REQUIRED WORK: Return the data below exactly, but only from the line containing "the utility pole." through the line containing "red volunteer vest.", with both of those lines included.

-- INPUT MATERIAL follows --

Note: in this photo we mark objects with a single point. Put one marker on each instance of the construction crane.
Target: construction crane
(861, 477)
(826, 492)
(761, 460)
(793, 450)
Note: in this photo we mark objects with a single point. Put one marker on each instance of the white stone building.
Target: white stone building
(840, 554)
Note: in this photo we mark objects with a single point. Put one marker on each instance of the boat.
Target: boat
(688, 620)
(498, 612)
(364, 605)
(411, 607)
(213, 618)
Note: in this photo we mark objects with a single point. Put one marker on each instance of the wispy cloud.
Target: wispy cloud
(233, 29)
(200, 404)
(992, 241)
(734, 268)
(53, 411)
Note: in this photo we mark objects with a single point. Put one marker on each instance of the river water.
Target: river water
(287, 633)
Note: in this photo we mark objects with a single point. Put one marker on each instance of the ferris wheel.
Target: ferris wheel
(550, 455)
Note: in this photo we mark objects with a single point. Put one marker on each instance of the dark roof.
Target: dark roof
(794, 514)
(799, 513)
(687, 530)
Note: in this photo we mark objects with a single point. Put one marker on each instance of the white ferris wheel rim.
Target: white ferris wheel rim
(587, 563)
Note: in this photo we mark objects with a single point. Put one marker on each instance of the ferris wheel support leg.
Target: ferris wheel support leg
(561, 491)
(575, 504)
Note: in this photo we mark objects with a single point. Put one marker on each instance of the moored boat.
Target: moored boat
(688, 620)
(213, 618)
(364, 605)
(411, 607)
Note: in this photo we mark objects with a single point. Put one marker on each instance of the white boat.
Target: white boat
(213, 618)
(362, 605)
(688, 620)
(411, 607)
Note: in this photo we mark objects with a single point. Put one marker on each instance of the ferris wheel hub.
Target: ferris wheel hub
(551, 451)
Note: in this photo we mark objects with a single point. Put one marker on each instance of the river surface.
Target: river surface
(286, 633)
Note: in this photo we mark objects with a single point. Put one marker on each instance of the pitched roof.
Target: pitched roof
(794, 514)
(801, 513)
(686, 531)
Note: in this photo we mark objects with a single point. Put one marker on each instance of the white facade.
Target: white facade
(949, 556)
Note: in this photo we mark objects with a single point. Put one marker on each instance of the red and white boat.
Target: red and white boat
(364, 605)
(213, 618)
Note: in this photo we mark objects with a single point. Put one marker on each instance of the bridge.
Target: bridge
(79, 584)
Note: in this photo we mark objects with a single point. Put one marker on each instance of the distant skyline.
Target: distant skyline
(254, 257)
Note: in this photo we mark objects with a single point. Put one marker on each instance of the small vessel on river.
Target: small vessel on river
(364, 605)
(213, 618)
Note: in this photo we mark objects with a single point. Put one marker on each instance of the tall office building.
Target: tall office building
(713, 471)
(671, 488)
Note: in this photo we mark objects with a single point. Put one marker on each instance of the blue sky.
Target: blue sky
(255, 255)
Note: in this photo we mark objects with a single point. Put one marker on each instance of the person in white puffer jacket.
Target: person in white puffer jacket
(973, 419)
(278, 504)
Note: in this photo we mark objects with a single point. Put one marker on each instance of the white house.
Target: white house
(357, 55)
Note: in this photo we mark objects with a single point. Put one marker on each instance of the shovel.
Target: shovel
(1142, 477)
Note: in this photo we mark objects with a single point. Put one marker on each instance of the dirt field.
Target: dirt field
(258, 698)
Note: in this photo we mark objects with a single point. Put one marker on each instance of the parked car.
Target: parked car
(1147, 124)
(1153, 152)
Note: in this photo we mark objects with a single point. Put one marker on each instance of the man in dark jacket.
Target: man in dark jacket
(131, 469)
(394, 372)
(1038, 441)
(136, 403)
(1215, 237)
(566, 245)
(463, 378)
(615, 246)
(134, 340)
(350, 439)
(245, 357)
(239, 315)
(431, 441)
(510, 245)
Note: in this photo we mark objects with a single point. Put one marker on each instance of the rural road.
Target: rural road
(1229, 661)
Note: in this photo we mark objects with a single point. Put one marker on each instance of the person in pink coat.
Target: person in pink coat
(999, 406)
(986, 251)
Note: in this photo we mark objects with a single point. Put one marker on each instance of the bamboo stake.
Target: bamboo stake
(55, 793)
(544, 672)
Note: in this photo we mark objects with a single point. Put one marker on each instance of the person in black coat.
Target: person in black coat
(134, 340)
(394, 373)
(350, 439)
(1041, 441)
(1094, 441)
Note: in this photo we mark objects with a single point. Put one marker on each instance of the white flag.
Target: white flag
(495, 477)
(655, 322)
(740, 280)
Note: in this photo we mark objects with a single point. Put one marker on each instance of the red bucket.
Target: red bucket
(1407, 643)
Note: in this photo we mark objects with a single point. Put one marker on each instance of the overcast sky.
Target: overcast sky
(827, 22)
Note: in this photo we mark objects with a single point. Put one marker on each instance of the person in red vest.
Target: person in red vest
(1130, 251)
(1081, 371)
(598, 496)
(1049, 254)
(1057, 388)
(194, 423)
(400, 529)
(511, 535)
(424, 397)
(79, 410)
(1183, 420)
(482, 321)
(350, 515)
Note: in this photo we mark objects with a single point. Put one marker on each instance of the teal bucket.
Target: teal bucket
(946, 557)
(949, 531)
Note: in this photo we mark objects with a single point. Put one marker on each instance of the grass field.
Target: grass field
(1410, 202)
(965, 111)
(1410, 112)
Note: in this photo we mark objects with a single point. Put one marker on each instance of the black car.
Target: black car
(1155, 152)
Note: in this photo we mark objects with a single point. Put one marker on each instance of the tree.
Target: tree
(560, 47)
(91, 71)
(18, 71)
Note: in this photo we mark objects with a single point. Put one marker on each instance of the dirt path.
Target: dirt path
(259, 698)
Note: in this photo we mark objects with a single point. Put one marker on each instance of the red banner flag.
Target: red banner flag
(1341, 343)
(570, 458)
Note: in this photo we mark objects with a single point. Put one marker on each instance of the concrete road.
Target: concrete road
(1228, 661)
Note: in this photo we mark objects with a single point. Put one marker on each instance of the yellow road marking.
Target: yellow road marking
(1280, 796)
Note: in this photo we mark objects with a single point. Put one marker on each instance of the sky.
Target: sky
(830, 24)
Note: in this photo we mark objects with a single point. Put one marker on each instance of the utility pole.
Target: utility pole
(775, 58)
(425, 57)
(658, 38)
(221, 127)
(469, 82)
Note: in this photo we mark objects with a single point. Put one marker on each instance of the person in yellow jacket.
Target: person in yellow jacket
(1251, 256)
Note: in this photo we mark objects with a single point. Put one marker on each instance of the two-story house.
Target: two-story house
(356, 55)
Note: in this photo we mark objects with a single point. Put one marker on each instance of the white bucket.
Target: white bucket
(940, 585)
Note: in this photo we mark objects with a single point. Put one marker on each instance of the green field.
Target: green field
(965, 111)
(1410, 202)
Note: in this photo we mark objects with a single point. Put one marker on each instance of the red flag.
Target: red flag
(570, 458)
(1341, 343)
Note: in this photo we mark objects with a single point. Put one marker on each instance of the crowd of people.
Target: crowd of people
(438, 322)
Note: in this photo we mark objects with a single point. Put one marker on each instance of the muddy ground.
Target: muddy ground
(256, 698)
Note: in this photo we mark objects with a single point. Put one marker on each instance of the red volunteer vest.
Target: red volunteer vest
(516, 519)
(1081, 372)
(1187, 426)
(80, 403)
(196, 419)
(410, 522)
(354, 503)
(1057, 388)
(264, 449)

-- INPUT MATERIAL concluded --

ANSWER TO THE EXERCISE:
Note: in this photo we mark objects with a single point. Put one marker on each instance of the utility pole.
Target: utility pole
(775, 58)
(425, 57)
(658, 38)
(221, 127)
(469, 82)
Note: in this photo we mark objects with a single point. Put one marker on each instance of the person in yellow jacket.
Target: person in yellow jacket
(1251, 256)
Note: in this photo we mark objects with a single point. Put one marker on each instance of the two-story house.
Target: two-story house
(356, 55)
Note: in this photo we mark objects with a single point. Put one marker on each instance of the white bucket.
Target: white bucket
(940, 585)
Note: in this photo we mark objects with a single point. Put one marker on each instance of the green field.
Target: green field
(965, 111)
(1410, 202)
Note: in this photo we mark objects with a single point. Put one marker on each instance of the red flag.
Target: red flag
(570, 458)
(1341, 343)
Note: in this photo we mark objects with a single point. Put one marker on each instance of the crowd of people.
Target: crowd of people
(438, 322)
Note: in this photo we mark objects with a single point. Put one marker on each instance of the muddy ground.
Target: muddy ground
(256, 698)
Note: in this photo we mark objects with a single point. Put one marker on each instance of the red volunteer vest.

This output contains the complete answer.